Dataset records about object locations
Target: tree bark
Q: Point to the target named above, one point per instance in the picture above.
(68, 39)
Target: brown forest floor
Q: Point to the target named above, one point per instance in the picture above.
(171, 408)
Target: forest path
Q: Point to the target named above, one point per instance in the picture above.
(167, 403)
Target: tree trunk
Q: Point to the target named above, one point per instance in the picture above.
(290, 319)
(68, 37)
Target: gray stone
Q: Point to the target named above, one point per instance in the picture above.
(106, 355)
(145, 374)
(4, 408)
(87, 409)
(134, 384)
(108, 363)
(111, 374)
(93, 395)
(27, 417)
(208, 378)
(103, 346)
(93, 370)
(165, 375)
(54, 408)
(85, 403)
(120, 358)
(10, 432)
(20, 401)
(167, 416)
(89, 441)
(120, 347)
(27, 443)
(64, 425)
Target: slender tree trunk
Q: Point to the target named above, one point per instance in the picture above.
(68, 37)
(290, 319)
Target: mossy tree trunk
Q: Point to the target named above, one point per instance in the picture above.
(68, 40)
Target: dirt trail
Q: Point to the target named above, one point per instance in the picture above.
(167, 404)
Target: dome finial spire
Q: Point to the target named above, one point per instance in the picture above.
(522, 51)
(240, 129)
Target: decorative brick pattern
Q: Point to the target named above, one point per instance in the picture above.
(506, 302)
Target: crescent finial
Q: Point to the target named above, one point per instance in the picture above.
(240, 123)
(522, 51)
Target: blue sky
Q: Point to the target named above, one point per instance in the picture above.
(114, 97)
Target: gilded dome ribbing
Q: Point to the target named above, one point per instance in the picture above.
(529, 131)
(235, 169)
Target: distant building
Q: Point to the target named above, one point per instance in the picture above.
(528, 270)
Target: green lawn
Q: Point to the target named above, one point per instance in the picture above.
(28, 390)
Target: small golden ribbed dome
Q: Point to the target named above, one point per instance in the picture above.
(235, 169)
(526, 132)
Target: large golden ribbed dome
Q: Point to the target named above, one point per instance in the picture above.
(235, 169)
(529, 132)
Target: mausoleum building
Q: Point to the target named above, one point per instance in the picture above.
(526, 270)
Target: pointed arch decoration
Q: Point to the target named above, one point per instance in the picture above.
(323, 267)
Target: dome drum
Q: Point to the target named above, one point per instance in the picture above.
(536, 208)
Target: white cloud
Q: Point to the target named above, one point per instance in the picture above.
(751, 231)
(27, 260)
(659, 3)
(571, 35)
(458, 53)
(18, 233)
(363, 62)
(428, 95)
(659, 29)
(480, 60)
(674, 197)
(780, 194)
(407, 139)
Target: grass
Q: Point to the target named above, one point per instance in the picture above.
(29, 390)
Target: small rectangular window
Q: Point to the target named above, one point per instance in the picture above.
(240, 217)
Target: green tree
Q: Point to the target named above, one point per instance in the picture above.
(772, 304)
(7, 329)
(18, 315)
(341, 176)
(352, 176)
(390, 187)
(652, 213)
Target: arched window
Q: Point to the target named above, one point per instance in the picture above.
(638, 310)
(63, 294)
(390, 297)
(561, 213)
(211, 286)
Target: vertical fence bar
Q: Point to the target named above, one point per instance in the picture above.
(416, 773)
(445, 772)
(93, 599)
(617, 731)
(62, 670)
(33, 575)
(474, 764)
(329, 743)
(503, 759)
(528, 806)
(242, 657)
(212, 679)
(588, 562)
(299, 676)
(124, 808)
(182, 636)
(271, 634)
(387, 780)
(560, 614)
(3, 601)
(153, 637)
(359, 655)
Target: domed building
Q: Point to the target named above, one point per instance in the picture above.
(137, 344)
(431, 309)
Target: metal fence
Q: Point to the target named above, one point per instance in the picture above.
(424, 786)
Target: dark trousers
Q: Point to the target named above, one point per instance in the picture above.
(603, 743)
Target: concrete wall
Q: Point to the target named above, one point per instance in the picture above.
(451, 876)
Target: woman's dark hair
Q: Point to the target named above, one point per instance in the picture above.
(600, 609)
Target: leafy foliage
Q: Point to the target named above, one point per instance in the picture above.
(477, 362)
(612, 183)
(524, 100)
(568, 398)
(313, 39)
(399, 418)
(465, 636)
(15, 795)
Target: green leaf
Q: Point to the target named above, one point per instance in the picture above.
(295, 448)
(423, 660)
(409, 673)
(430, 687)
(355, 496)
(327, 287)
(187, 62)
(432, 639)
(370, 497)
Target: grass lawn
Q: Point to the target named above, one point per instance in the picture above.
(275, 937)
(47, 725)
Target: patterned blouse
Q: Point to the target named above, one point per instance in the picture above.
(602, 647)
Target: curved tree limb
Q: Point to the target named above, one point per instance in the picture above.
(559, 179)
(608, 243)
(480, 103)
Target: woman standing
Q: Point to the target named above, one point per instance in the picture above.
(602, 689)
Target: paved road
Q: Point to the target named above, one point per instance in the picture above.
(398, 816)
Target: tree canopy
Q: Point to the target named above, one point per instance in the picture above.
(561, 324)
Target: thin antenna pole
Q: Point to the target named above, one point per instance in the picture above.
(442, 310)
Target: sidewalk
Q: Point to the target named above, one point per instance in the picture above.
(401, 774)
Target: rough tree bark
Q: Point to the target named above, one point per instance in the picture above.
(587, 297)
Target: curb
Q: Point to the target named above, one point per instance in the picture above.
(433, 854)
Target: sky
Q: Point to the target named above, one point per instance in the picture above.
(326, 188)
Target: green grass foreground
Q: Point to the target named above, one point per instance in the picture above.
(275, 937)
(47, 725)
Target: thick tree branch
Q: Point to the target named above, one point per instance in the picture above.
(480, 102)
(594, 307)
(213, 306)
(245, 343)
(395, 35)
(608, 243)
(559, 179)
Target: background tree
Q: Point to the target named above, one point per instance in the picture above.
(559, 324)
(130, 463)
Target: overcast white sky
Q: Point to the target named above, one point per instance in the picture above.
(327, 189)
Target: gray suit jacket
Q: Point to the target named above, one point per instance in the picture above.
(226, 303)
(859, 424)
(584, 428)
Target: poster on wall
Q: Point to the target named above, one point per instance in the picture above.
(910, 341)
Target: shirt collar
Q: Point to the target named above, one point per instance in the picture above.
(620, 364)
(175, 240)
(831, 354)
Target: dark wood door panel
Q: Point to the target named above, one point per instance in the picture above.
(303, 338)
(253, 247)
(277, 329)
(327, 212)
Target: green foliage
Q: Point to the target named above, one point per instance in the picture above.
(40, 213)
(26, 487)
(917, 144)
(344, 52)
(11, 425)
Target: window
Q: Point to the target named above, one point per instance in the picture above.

▸ TASK GOAL
Nothing should be left out: return all of the records exactly.

▸ FINAL RESULT
Target: tree bark
Q: Point to the target named above, one point per instance in the picture above.
(68, 39)
Target: brown forest floor
Q: Point to the target named above, one point per instance in the picture above.
(171, 408)
Target: forest path
Q: Point to the target named above, one point per instance in the picture above.
(167, 403)
Target: tree trunk
Q: Point to the target named above, one point per instance in the picture above.
(290, 319)
(68, 37)
Target: gray stone
Q: Point to the target named above, one point per instance in the picture above.
(106, 355)
(145, 374)
(4, 408)
(87, 409)
(134, 384)
(108, 363)
(111, 374)
(93, 395)
(27, 417)
(208, 378)
(103, 346)
(93, 370)
(165, 375)
(54, 408)
(85, 403)
(120, 358)
(10, 432)
(20, 401)
(167, 416)
(89, 441)
(120, 347)
(27, 443)
(64, 425)
Target: slender tree trunk
Q: Point to the target named above, one point per instance in the picture above.
(68, 37)
(290, 319)
Target: mossy tree trunk
Q: Point to the target named above, one point per instance in the picture above.
(68, 40)
Target: dirt trail
Q: Point to the target named above, one point per instance in the picture above.
(167, 404)
Target: dome finial spire
Q: Point to the target named above, one point per instance in the picture above.
(522, 51)
(240, 129)
Target: decorative brick pattern
Q: Point to the target named above, one point per instance in the picture above.
(506, 302)
Target: crescent finial
Q: Point to the target named above, one point per instance in the picture above.
(240, 123)
(522, 51)
Target: blue sky
Q: Point to the target named above, one point per instance in the picture above.
(114, 97)
Target: gilded dome ribbing
Q: Point to the target named above, one point per instance in the picture above.
(529, 131)
(235, 169)
Target: distant building
Q: Point to the target named above, one point per instance in the picture above.
(528, 270)
Target: green lawn
Q: Point to the target named above, one point per instance in the picture above.
(28, 390)
Target: small golden ribbed dome
Q: Point to the target named above, one point per instance in the picture above.
(235, 169)
(526, 132)
Target: large golden ribbed dome
Q: Point to the target named above, one point per instance in the picture above.
(235, 169)
(529, 132)
Target: mausoleum building
Q: Point to the target named above, one point per instance in the picture above.
(526, 270)
Target: pointed arch decoration
Q: Point to the target named above, one point per instance in the picture above.
(323, 267)
Target: dome drum
Q: Point to the target named above, one point per instance in the picture above.
(536, 208)
Target: white cloud
Q: Point to the target named above, one point per instance in the picture above.
(751, 231)
(27, 260)
(659, 3)
(571, 35)
(458, 53)
(18, 233)
(363, 62)
(428, 95)
(659, 29)
(480, 60)
(674, 197)
(780, 194)
(407, 139)
Target: grass
Q: Point to the target named above, one point per instance in the picture above.
(29, 390)
Target: small rectangular window
Q: Point to the target named above, one point per instance in the picture above.
(240, 217)
Target: green tree
Q: Point to the target named above, one point per instance in the picture above.
(772, 304)
(7, 329)
(18, 315)
(341, 176)
(352, 176)
(390, 187)
(652, 213)
Target: arched window
Q: Point to the target named above, one point per instance in the picture above.
(638, 310)
(63, 294)
(390, 297)
(561, 213)
(211, 286)
Target: vertical fence bar
Q: Point to the target named above, one point per instance in the picture above.
(416, 773)
(445, 772)
(93, 599)
(617, 731)
(62, 670)
(33, 575)
(474, 764)
(329, 743)
(503, 759)
(528, 806)
(242, 657)
(212, 679)
(588, 562)
(299, 676)
(124, 808)
(182, 636)
(271, 634)
(387, 780)
(560, 614)
(3, 601)
(153, 637)
(359, 655)
Target: domed building
Q: Point to the target named above, one point per instance in the picture above.
(137, 344)
(431, 309)
Target: metal fence
Q: Point to the target named above, one point per instance in the picture above.
(424, 786)
Target: dark trousers
Q: Point to the target named above, one point per instance in the picture above.
(603, 743)
Target: concrete wall
Q: Point to the target named above, one point per instance in the picture above.
(451, 876)
Target: woman's dark hair
Q: Point to the target named above, one point per instance in the picture above.
(600, 609)
Target: leafy foliage
Q: Point to the target named above, one point per instance in the picture above.
(477, 362)
(612, 183)
(524, 100)
(568, 398)
(313, 39)
(399, 418)
(465, 636)
(15, 795)
Target: green leaf
Q: Point to the target named above, one point per instance in the picture above.
(295, 448)
(423, 660)
(409, 673)
(430, 687)
(355, 496)
(327, 287)
(187, 62)
(432, 639)
(370, 497)
Target: grass lawn
Q: Point to the target named above, one point per instance in the picture above.
(275, 937)
(47, 725)
Target: patterned blouse
Q: Point to the target named above, one point per instance in the picture above.
(602, 647)
Target: curved tree limb
Q: Point to the target named above, one point per instance in the picture above.
(559, 179)
(608, 243)
(480, 103)
Target: woman standing
Q: Point to the target named above, one point per instance in the picture above.
(602, 689)
Target: paved road
Q: Point to the target named above, one point per instance in the picture above.
(398, 816)
Target: tree canopy
Q: Point to the target named above, one point per instance in the picture above.
(561, 324)
Target: thin antenna pole
Q: Point to the target named above, one point per instance in the picture above.
(442, 310)
Target: sidewalk
Q: Point to the target named above, one point per instance in the picture above.
(401, 774)
Target: rough tree bark
Q: Point to the target named above, one point per instance in the picture above.
(587, 297)
Target: curb
Q: Point to the target named above, one point per instance in the picture above.
(433, 854)
Target: sky
Q: Point to the target named above, one point per instance in the picture above.
(326, 188)
Target: green grass foreground
Q: Point to the target named above, one point per instance in the picture above.
(275, 937)
(47, 725)
Target: thick tree branch
Q: Point to the target named above, one point per instance in the picture above.
(480, 102)
(594, 307)
(213, 306)
(245, 343)
(395, 35)
(608, 243)
(559, 179)
Target: background tree
Q: Point to the target named above, one point per instance in the picture above.
(559, 324)
(130, 463)
Target: overcast white sky
Q: Point to the target named above, one point per instance in the picture above.
(327, 189)
Target: gray suit jacket
Q: Point to the target named above, one point per instance in the picture above.
(226, 303)
(859, 424)
(584, 428)
Target: poster on wall
Q: Point to the target named above, one point per instance in the picture above.
(910, 341)
Target: shirt collar
Q: Point to the target named above, one point per instance in the picture above.
(620, 364)
(175, 240)
(831, 354)
Target: dark wood door panel
Q: Point to the target named above, one point per instance in the picture above.
(303, 338)
(253, 247)
(277, 329)
(327, 212)
Target: green foliage
Q: Point to the target named above, one point per instance in the picture above.
(40, 213)
(26, 487)
(917, 144)
(344, 52)
(11, 425)
Target: window
Q: Point to the target named above, one point per instance in the picture above.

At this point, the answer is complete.